Terror im Namen der Erinnerung
Was Teil des Gruppengedächtnisses und vielleicht sogar des breiteren kollektiven Gedächtnisses ist und bleibt, hängt vom Willen ab, bestimmte Teile der Geschichte am Leben zu erhalten. Dieser Wille ist bei den Armeniern eindeutig gegeben. Er ist in den letzten Jahren eher gewachsen und gegenüber der internationalen Welt fordernder geworden. Dieses Wollen ist bis zu einem gewissen Grad auch verbunden mit einem Müssen. Nämlich mit einem als Verpflichtung empfundenen Auftrag, gegen die Verharmlosung der traumatisierenden Erfahrung und für die Anerkennung der Vernichtungsabsicht zu kämpfen.
Um dem Desinteresse an der armenischen Frage entgegenzuwirken, griff in den 1970er-/1980er-Jahren eine armenische Geheimarmee mit dem Namen Asala zum Mittel des Terrors. Sie verübte in dieser Zeit zahlreiche Attentate (gezielte Schüsse auf türkische Diplomaten und Bombenanschläge). Bei über 20 dieser Aktionen (Bombenanschläge und Attentate auf türkische Repräsentanten) wurde auch die Schweiz in Mitleidenschaft gezogen.

-------------------------

→ Aufgaben:
A. Entnimm dem Lesetext wörtlich den Abschnitt von „Terror im Namen“ bis „Vernichtungsabsicht zu kämpfen.“.
B. Führe den Text über die armenische Erinnerung und den Terror der Asala nach seinem letzten Satz weiter.

→ Bereitgestellte Daten:
-------------------------

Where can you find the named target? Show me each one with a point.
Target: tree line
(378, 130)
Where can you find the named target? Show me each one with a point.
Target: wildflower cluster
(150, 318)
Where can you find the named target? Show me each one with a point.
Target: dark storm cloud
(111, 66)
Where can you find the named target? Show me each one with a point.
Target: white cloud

-------------------------

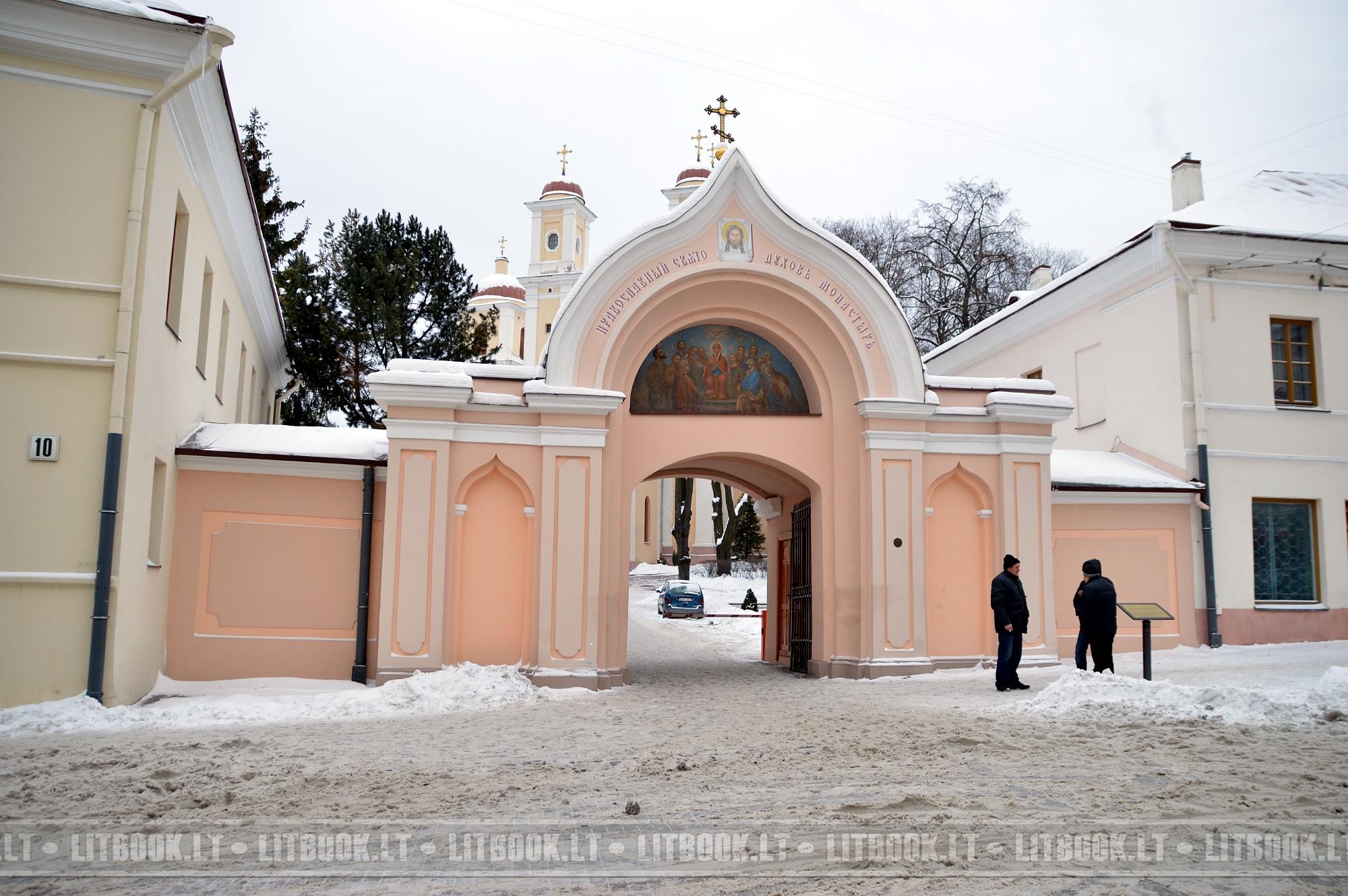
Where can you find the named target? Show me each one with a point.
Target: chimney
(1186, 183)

-------------------------

→ Erwartete Antworten:
A.
Terror im Namen der Erinnerung
Was Teil des Gruppengedächtnisses und vielleicht sogar des breiteren kollektiven Gedächtnisses ist und bleibt, hängt vom Willen ab, bestimmte Teile der Geschichte am Leben zu erhalten. Dieser Wille ist bei den Armeniern eindeutig gegeben. Er ist in den letzten Jahren eher gewachsen und gegenüber der internationalen Welt fordernder geworden. Dieses Wollen ist bis zu einem gewissen Grad auch verbunden mit einem Müssen. Nämlich mit einem als Verpflichtung empfundenen Auftrag, gegen die Verharmlosung der traumatisierenden Erfahrung und für die Anerkennung der Vernichtungsabsicht zu kämpfen.

B.
Die türkische Verharmlosungsstrategie
Es gab Armenier, die darin ein legitimes Mittel sahen, die Weltöffentlichkeit aufzurütteln, aber auch solche, welche diese Gewalttaten als «abscheuliche Exzesse» verurteilten und als schädlich für die armenische Sache einstuften. Mit der «armenischen Frage» war die Anerkennung des Völkermords, aber auch die Eingliederung ehemals armenischer Gebiete der Osttürkei in das benachbarte Armenien gemeint.
Von der Türkei wird nicht bestritten, dass es zu Massenmorden an Armeniern gekommen ist. Verharmlosend werden diesen aber von der armenischen Gegenseite begangene Verbrechen entgegengehalten. Bestritten wird die Absicht, eine ganze Volksgruppe auszulöschen. Es ist von «kriegsbedingten Sicherheitsmassnahmen» die Rede.
Das Problem der Türkei besteht in der Schwierigkeit, anzuerkennen, dass «die eigene Nation» (obwohl es sich um das osmanische Vorgängerregime handelte) ein Verbrechen hätte begangen haben können. Also historisches Versagen einzugestehen, was andere Staaten (angefangen mit Deutschland bis hin zur Schweiz) mehr oder weniger zustande gebracht haben. Stattdessen wird für die Beurteilung einer längst geklärten Frage seit Jahren auf die Einsetzung einer Historikerkommission gesetzt und so eine anerkennende Stellungnahme hinausgeschoben.
Der Bund ist aus Rücksicht auf die Türkei beziehungsweise auf die eigenen wirtschaftlichen Interessen gegen ein Mahnmal in Genf.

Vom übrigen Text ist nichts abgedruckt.